WHAT YOU ARE ASKED TO DO> What is needed here is every entry, retyped exactly.

INFORMATION PROVIDED>
* * *
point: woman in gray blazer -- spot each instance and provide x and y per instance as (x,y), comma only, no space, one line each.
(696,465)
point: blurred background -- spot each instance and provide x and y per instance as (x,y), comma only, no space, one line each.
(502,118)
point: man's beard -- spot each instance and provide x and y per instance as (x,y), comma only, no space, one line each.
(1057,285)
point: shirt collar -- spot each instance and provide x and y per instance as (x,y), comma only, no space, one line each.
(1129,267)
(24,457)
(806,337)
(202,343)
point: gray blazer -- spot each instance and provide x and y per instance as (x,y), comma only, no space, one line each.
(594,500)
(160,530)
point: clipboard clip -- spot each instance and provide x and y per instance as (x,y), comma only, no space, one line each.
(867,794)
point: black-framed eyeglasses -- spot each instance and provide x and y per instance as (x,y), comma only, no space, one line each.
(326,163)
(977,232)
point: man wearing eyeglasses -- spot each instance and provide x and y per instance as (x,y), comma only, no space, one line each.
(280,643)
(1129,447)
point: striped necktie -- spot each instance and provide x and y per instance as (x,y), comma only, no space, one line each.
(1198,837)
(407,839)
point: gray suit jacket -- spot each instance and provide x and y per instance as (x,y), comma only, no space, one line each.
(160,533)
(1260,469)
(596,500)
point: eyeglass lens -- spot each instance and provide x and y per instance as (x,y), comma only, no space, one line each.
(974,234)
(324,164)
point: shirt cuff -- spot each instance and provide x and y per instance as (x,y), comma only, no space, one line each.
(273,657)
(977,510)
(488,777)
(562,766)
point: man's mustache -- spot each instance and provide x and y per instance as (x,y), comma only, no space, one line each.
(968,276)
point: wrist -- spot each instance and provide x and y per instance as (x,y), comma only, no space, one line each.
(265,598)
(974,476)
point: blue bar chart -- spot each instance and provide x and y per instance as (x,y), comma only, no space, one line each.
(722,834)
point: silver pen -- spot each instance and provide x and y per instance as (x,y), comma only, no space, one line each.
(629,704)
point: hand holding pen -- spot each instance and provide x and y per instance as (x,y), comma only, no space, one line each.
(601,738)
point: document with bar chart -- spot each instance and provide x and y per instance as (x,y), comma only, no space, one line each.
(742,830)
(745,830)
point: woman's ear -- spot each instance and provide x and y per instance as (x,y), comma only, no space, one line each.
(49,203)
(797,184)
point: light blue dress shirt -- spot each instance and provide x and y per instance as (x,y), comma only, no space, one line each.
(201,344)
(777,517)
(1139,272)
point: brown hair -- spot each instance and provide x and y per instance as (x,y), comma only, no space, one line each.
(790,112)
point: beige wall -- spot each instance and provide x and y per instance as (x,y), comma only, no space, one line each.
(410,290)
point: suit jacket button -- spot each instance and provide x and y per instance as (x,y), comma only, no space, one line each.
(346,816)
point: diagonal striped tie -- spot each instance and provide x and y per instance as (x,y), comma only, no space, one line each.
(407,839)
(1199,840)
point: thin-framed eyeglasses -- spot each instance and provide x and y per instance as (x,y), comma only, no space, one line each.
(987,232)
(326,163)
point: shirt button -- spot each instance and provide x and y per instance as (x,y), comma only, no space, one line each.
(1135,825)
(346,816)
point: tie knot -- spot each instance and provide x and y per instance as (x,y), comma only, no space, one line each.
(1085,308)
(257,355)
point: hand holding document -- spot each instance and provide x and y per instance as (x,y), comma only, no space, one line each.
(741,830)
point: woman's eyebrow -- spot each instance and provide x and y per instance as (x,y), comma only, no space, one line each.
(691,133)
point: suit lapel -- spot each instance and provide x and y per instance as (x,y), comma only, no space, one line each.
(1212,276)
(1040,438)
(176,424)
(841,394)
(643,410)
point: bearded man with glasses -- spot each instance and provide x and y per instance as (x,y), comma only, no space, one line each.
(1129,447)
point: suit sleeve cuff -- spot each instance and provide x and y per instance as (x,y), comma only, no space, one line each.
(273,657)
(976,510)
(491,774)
* * *
EXPECTED OUTPUT>
point: woman in gray blazer -- spot each instance and provide x and y per instance as (x,y), comma only, no space, one line each.
(696,465)
point: blurred background -- spot each instance and provide x and y per instance as (x,y), comma only, no space, one line each.
(502,118)
point: man's beard -- spot each instance and provide x and y per instance as (x,y), comma only, no space, one line each.
(1057,285)
point: shirt collar -- spot each instance and provide x and y per instance as (x,y), comma only, no space, one line each.
(1129,267)
(24,457)
(806,337)
(202,343)
point: gray blazer -- spot each instance and provide x and y per instance as (x,y), comma only, no space, one line each.
(594,500)
(160,530)
point: clipboard clip -- spot each instance and provide x and y per instance as (x,y), comma only, no space, one line each.
(867,794)
point: black-framed eyeglasses -- spot each instance and provide x and y per instance as (x,y), comma only, no space, one line each.
(326,163)
(977,232)
point: man wearing eyeglasses -- spot each instance and provide x and y per instance as (x,y), comma only, no space, one line each.
(280,643)
(1129,447)
point: striped necktie -- spot each instance and provide x and y per instance as (x,y), comma only, no space, one line each.
(1198,837)
(407,839)
point: gray suit jacket -- spot each instance and provide x and y per instance as (x,y), comma only, no space, one line each.
(160,533)
(1260,469)
(596,500)
point: eyeglass lens -- spot each instance and provide x and y per instance as (x,y), comma only, no space, one line each.
(974,234)
(324,164)
point: shirt cuff -- spot each instance and provide x and y per instance as (x,y), comma only, no space, one line each.
(273,657)
(977,510)
(488,777)
(562,766)
point: man's mustache -- spot each instance and provide x and y per instance as (x,y), comma only, no space, one line each.
(968,276)
point: wrist -- spot each instance and provide x and y per instance as (x,y), comma only, no space, one line each.
(265,598)
(974,476)
point: blue bar chart -- spot each instance and provide x and y per instance as (x,y), comma only, no space, one line each.
(722,834)
point: silver pen -- spot each instance and provide x and y per instance as (x,y), comma only, no space, one line each.
(629,704)
point: hand holding pen -- spot each instance and provide x and y per instance as (x,y), comma only, no space, one line each.
(601,738)
point: document with bar chart -- spot each instance and provide x and y per instance as (x,y), comma only, no space, one line each.
(742,830)
(745,830)
point: woman's ear -- spot each instance and provide x and y per instance as (x,y), comma only, no space, one line each.
(49,203)
(797,184)
point: light blue dress shirt -- spot each instance and provide x and y per instance as (x,y), comma only, no space, one line each.
(201,344)
(777,517)
(1139,272)
point: brown hair -- spot each instance and provide x and y per instance as (x,y), comma only, no space, one line each.
(790,112)
point: beige wall -- spot each instance and provide x and y per instance as (x,y), comma only, no space, one line each.
(410,290)
point: suit jacket button -- spot each instance and provide x and y per instance as (x,y), comma only, no space, one line each.
(346,816)
point: diagonal striped tie -- spot each instance and provide x and y per instance as (x,y), comma only, no space, one line each.
(407,839)
(1199,840)
point: thin-framed eyeglasses -- spot each instance and provide x and y per instance as (x,y), comma only, no space, one line each.
(987,232)
(326,163)
point: shirt button -- spot each instance and provide x and y per instance as (x,y), comma only, no space, one line each.
(1135,825)
(346,816)
point: tie knot -- spot each instance and provide x and y per instance as (x,y), comma only, no space, one line each.
(1085,308)
(257,355)
point: hand holding document -- spot each instance and provide x and y per instance as (x,y), comma only, no space, one line each.
(741,830)
point: woman's eyebrow -- spot each instance and provide x and y per instance as (x,y), comma only, no space, one line each.
(691,133)
point: suit lapel -- spot each instance and provide x and y per instance as (x,y), comma only, no space, one line each.
(1212,276)
(1040,438)
(176,424)
(841,394)
(643,410)
point: bearded man with glasses -- spot each instance and provide x and y per instance as (x,y), comma only, no space, one line each.
(1129,447)
point: suit sleeve cuff -- spot each instance and provide x and y per instance as (x,y), comma only, no space, one line each.
(273,657)
(976,510)
(491,774)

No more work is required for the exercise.